_Stored records:_
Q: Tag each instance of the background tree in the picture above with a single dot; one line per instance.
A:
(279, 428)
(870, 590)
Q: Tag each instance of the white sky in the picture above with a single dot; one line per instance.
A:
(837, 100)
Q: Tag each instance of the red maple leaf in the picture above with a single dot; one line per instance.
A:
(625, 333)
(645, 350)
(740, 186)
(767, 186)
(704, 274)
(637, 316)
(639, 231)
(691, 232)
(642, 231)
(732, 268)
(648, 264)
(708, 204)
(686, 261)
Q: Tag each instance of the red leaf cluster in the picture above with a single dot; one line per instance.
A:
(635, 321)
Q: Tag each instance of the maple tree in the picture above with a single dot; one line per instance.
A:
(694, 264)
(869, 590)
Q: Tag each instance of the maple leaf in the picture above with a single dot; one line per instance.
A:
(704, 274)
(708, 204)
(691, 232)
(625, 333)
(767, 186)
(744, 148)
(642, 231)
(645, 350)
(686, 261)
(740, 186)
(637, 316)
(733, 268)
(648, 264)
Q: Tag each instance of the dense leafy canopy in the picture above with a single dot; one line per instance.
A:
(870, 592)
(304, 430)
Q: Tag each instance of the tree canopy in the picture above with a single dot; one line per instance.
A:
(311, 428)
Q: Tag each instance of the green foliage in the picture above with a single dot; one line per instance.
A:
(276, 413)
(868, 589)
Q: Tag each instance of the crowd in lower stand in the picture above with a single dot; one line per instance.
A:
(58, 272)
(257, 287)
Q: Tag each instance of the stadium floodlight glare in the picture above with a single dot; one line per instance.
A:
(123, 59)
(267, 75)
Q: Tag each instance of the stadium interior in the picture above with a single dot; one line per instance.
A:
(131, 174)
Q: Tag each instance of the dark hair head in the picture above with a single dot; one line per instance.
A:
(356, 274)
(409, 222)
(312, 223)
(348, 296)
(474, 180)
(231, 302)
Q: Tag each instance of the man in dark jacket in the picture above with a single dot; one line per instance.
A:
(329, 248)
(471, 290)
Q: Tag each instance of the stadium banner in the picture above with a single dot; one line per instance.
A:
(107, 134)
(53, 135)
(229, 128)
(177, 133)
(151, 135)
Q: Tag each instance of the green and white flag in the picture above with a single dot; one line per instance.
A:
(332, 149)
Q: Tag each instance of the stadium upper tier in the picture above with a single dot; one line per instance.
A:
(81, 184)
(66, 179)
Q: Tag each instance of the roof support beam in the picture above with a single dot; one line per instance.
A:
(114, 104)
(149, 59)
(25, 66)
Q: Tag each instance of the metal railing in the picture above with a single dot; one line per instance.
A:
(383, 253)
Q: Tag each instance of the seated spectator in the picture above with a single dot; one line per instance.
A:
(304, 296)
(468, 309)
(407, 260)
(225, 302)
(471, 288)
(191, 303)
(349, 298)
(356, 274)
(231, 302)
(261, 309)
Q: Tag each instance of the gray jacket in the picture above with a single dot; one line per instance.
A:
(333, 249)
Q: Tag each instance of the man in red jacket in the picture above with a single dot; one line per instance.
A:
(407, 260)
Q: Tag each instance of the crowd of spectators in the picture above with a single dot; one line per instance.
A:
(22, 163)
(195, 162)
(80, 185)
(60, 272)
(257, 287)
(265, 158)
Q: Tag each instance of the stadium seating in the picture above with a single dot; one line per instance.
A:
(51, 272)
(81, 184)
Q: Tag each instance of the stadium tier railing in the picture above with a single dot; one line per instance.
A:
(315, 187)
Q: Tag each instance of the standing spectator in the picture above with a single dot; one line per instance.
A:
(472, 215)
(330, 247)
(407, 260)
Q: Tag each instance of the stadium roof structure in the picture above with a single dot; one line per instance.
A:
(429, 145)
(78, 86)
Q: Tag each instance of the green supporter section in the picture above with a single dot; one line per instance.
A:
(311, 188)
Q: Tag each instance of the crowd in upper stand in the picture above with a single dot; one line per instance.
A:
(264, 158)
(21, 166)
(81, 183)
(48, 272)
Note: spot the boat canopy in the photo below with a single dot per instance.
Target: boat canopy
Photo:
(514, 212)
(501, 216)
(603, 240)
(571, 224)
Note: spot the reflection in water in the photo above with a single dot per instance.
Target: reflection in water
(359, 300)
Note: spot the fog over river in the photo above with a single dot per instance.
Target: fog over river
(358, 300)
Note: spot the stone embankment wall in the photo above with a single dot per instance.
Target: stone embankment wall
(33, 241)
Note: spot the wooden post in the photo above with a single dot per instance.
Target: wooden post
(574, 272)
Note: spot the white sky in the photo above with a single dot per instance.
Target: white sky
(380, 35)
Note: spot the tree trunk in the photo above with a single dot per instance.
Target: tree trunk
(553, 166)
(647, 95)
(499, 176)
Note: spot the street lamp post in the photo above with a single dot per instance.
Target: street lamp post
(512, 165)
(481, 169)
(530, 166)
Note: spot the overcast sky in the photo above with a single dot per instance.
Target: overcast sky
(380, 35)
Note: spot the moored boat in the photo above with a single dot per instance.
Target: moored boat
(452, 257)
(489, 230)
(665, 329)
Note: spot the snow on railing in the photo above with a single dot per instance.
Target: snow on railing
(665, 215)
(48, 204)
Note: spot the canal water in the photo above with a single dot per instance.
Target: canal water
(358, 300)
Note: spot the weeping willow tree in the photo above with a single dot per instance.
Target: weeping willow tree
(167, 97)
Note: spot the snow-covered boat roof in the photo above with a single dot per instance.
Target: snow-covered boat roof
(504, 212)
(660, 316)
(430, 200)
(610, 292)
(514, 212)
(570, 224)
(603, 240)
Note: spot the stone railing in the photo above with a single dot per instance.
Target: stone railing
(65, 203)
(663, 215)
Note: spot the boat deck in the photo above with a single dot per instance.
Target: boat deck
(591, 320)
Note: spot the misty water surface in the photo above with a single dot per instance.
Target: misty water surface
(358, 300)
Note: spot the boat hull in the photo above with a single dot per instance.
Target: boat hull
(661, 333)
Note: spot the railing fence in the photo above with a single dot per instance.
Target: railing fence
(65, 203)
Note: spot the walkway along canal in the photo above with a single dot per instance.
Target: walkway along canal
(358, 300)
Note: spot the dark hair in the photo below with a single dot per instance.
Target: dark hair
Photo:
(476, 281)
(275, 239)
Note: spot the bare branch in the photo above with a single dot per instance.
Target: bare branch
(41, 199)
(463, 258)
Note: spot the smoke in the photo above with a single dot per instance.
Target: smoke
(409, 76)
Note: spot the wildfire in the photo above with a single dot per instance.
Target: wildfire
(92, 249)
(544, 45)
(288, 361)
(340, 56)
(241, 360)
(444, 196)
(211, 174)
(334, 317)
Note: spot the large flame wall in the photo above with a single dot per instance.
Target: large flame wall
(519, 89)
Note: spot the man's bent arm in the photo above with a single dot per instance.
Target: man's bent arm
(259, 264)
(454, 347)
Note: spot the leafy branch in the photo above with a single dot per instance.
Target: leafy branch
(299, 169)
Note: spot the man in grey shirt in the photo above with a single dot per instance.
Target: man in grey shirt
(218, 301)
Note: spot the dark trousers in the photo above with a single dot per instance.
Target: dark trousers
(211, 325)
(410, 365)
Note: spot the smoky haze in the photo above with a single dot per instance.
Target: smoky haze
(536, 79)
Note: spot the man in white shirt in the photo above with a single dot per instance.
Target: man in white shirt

_Problem description:_ Each line of the data above containing the string "maple" is to be copied.

_Output for this task:_
Q: Tag each instance of the red maple leaf in the picture above with a single dot; one line per instance.
Q: Tag each instance of the maple tree in the picture above with a single dot; one line per instance.
Q: Tag each instance of the maple leaf in the picture above with a single dot; one line per instance.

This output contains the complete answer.